Arbeitsanweisung a: Prüfen Sie anhand des folgenden Textes über Werner Scholz, ob die Aussagen (i) Scholz verlor im Krieg den linken Unterarm, (ii) Scholz malte mit Ölfarben auf Leinwand und (iii) Sein Atelier wurde 1943 zerstört jeweils mit dem Text übereinstimmen. Antworten Sie jeweils mit Ja oder Nein und zitieren Sie die entscheidenden Worte des Textes wörtlich.

Wider den schönen Schein der Welt. Der Expressionist Werner Scholz

Wider den schönen Schein der Welt. Der Expressionist Werner Scholz

Erst seit einem Auftrag für die Krupp – Werke 1955 widmete Werner Scholz sich nach langen
Jahren in der Einsiedelei wieder der Aktualität, indem er Menschen und Industriewelt des
Ruhrgebietes malte: „Duisburg Ruhrort Hafen“, „Brücke bei Rheinhausen“, „Förderturm“ oder „Der
Bergmann“.
Wer war der heute nahezu Unbekannte? Werner Scholz studierte nach dem Zweiten Weltkrieg an
der Kunsthochschule Berlin. Weil er im Krieg den linken Unterarm verlor, konnte er keine
Leinwände aufziehen und malt nur mit Ölfarben auf dicker Pappe. Die Zerstörung seines Ateliers
1943 bedeutet den Verlust vieler Frühwerke. Ende der Zwanziger Jahre entstehen
außergewöhnliche Bilder, die den Ruf des Künstlers begründen. Das Gemälde „Mord“ von 1930
setzt die Figuren wuchtig in Szene. Das Hauptmotiv, ist nahezu quadratisch, schiebt alles andere
brutal zur Seite. Die dynamisch ins konische verzerrten Formen ergeben eine Vorstellung, die auf
engstem Raum zusammengedrängt erscheint. Die Bilder dieser Zeit zeigen Menschen in einer
verlogenen und unehrlichen Gesellschaft. Er stellt aus in Berlin, Frankfurt, Hamburg, Köln, Essen
und Witten.

Arbeitsanweisung b: Entnehmen Sie den folgenden Zeilen jede, die die Zeichenfolge „loose“ enthält. Beachten Sie dabei die Groß- und Kleinschreibung.

Einträge des Datensatzes
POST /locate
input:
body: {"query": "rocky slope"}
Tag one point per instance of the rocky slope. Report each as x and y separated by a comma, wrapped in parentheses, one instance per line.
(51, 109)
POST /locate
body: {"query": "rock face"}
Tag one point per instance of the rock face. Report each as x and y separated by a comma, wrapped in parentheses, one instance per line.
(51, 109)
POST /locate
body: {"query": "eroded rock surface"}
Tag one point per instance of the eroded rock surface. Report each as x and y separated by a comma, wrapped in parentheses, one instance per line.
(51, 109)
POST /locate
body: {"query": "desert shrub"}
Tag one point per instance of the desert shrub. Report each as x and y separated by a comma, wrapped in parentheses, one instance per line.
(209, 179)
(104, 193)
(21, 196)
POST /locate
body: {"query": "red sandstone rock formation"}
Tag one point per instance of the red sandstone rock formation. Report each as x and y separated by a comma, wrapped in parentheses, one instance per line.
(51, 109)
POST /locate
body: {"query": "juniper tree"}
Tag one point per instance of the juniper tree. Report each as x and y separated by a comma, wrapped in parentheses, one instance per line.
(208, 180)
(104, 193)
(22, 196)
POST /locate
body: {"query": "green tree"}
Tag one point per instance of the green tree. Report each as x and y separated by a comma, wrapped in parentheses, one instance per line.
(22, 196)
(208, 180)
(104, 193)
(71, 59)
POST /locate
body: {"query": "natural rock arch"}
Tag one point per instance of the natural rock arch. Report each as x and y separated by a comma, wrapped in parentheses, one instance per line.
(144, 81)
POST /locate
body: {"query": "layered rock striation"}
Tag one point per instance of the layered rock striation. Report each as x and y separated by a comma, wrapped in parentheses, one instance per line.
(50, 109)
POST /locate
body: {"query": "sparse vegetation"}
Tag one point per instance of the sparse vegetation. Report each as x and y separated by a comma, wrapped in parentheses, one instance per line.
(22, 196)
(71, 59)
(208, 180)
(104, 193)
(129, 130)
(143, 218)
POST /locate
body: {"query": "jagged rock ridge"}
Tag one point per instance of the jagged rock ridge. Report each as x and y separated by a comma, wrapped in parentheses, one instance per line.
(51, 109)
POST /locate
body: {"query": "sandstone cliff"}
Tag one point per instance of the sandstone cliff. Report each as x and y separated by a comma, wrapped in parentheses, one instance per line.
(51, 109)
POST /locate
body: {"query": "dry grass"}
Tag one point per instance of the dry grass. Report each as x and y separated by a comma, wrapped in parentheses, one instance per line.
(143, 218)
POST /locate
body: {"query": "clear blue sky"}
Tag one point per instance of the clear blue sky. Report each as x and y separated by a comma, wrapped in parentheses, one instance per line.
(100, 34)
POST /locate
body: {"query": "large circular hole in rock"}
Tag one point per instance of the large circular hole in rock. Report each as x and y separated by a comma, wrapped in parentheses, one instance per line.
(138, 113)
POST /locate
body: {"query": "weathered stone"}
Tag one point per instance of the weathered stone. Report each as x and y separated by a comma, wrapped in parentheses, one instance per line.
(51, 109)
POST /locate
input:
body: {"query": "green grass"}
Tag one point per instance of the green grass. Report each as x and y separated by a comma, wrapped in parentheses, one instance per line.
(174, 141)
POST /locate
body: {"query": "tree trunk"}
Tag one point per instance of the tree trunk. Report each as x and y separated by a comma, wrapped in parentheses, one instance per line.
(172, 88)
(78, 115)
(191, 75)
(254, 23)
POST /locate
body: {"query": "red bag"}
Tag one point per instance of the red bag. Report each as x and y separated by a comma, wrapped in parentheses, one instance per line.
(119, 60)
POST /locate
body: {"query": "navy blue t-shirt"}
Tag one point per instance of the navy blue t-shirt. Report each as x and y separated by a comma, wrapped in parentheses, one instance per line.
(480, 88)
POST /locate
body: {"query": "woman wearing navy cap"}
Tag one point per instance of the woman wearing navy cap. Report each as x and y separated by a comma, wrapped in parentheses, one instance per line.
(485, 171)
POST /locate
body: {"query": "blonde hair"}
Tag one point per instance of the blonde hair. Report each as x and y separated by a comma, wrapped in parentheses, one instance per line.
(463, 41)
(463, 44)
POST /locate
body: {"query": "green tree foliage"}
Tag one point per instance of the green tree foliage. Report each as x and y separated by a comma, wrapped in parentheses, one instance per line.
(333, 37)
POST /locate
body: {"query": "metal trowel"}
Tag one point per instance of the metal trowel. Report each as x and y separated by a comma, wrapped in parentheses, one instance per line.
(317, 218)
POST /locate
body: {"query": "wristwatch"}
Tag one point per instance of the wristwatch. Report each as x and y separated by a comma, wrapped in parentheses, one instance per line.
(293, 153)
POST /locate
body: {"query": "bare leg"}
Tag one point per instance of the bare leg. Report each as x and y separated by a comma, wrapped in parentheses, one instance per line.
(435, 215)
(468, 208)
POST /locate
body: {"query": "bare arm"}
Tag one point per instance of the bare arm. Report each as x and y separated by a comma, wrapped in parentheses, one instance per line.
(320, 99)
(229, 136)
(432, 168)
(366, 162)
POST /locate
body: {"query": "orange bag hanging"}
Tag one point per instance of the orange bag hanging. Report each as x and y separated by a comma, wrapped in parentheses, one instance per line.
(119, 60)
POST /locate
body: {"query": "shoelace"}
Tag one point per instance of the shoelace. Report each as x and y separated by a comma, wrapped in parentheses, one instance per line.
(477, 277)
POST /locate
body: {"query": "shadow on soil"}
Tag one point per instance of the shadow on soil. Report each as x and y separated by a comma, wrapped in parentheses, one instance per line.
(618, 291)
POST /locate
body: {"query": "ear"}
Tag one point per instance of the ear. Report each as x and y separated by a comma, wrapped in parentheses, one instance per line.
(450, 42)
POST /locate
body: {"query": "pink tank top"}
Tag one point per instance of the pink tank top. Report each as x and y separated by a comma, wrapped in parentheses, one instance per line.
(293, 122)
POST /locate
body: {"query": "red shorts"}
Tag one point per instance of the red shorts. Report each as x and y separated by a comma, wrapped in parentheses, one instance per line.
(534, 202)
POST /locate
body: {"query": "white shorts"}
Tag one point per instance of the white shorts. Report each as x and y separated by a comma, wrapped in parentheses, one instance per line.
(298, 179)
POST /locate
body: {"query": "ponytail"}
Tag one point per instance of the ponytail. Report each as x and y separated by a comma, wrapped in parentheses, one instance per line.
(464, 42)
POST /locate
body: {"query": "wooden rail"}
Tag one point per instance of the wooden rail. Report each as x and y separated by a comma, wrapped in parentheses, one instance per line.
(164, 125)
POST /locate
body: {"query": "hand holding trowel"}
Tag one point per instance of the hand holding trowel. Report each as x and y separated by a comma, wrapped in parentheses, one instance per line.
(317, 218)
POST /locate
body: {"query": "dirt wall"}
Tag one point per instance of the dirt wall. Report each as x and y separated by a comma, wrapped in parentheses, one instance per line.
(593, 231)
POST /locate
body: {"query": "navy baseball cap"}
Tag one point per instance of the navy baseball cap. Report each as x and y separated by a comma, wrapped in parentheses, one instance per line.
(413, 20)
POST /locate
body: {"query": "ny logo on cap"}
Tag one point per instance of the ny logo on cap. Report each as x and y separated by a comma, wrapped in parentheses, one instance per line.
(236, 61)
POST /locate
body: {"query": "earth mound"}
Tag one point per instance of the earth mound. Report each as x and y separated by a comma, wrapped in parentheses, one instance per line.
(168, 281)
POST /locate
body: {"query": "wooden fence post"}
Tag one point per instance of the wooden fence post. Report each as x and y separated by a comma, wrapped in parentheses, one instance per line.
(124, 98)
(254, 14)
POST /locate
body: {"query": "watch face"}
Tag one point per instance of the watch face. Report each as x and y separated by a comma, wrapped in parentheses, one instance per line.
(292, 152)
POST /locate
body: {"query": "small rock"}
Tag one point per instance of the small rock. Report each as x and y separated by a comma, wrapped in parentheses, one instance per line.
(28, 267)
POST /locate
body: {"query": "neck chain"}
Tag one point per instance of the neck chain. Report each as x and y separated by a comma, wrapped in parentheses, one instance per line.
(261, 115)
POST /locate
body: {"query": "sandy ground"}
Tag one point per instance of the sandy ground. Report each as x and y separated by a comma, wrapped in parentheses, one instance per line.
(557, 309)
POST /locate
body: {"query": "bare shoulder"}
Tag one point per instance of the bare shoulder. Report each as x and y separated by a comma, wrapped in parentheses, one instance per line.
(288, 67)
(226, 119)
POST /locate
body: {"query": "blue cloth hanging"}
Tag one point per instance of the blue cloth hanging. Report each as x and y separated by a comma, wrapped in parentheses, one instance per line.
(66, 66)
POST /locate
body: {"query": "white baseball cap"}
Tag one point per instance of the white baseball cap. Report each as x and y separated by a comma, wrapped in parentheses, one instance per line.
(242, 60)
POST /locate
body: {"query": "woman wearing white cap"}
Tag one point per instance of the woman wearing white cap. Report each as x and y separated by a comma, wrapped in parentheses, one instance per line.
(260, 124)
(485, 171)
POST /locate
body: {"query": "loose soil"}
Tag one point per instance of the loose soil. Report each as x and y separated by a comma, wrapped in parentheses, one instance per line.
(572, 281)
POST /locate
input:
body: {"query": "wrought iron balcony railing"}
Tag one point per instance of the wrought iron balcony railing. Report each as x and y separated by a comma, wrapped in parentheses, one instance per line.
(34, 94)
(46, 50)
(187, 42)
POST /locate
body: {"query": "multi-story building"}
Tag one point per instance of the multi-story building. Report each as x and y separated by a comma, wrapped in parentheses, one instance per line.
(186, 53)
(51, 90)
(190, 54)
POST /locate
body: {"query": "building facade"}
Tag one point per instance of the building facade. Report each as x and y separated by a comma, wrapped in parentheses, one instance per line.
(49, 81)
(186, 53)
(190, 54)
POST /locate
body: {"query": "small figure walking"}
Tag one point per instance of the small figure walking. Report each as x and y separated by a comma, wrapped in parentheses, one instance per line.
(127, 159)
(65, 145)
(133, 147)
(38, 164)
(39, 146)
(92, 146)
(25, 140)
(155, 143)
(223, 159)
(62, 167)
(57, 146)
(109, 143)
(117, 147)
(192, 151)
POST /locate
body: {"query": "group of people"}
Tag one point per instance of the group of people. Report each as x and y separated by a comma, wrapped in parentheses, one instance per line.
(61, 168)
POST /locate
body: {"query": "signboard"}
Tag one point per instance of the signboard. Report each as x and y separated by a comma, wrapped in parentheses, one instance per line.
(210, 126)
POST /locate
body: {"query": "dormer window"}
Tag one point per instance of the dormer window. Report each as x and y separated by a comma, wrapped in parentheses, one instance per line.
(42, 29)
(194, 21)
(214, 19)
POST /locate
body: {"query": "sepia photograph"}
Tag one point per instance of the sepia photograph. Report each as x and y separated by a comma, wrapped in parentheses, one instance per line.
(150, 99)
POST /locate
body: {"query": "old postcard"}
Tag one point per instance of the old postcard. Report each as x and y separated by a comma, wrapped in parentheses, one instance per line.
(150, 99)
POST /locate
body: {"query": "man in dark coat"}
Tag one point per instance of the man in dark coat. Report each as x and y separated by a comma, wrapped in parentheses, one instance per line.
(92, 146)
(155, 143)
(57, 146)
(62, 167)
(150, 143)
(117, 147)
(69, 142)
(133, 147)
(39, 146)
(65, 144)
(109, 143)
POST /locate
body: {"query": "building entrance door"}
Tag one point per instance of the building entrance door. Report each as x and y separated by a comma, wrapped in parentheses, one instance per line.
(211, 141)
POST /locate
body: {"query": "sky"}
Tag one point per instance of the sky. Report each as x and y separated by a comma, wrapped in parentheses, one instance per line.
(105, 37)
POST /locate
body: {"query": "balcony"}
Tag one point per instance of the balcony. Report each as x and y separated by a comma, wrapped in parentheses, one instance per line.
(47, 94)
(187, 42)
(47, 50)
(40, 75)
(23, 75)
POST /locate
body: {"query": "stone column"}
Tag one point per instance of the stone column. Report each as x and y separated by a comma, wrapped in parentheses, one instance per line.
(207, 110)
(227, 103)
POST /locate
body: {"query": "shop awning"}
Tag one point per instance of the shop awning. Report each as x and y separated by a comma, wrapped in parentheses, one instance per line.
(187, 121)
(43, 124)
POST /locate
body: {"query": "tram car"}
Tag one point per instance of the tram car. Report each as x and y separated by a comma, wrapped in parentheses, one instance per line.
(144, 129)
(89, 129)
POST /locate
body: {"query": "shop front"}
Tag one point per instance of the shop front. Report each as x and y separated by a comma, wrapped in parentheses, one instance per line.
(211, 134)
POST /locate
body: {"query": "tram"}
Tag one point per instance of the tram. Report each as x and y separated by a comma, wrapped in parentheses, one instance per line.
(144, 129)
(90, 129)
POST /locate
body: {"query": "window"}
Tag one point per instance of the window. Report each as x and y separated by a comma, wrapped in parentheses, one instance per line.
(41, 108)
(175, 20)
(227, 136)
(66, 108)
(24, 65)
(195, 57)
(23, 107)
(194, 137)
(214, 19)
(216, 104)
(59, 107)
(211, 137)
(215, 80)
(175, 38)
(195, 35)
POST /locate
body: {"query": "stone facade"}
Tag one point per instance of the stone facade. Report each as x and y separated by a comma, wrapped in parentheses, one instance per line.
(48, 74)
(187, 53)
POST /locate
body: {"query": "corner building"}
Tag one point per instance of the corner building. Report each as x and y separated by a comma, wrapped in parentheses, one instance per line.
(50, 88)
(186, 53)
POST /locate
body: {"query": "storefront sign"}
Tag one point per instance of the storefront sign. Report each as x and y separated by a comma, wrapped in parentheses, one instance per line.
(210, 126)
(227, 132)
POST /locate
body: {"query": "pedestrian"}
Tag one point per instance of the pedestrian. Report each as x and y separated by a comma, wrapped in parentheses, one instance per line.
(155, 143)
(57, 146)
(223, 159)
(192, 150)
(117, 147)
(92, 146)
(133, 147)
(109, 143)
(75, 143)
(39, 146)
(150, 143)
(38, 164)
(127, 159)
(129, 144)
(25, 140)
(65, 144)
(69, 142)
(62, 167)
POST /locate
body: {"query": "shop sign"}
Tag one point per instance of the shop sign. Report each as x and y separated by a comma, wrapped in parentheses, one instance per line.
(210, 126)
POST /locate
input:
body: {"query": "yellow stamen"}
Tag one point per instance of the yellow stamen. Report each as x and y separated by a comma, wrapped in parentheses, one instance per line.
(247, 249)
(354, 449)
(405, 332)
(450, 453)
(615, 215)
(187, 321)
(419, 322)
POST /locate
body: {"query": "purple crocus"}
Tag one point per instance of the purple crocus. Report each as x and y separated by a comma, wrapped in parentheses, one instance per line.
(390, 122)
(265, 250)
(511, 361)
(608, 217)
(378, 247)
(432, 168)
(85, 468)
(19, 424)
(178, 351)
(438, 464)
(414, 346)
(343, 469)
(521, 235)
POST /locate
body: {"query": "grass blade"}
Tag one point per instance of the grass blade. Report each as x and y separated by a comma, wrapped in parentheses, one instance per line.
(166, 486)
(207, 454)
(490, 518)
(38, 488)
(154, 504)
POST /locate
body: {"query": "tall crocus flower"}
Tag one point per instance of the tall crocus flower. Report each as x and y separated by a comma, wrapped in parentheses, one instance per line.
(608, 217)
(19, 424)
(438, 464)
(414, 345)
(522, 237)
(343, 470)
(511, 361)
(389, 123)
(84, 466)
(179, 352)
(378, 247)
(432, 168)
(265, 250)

Schriftliche Lösung a:
(i) Ja: „Weil er im Krieg den linken Unterarm verlor“
(ii) Nein: „malt nur mit Ölfarben auf dicker Pappe“
(iii) Ja: „Die Zerstörung seines Ateliers 1943 bedeutet den Verlust vieler Frühwerke“

Schriftliche Lösung b:
body: {"query": "loose soil"}
Tag one point per instance of the loose soil. Report each as x and y separated by a comma, wrapped in parentheses, one instance per line.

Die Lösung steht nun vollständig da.